━━━━━ INPUT DATA

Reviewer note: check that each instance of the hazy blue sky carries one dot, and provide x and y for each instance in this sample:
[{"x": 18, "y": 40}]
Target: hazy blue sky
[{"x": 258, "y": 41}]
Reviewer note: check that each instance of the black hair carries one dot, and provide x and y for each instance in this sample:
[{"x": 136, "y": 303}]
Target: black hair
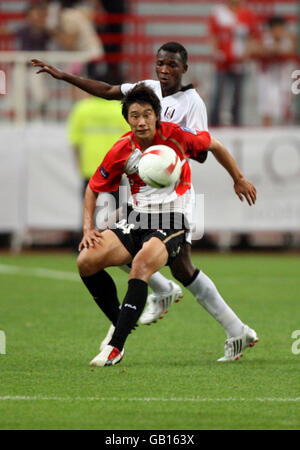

━━━━━━━━━━

> _PROBLEM DETAILS_
Find every line in the material above that contains the word "this", and copy each of those lines in full.

> _ANSWER IN FULL_
Reviewer note: check that each instance of the hazy blue sky carries one dot, and provide x and y for each instance in this sample:
Reviewer note: check that each instance of the black hair carries one dot, and provide x and y for each instance in this sample:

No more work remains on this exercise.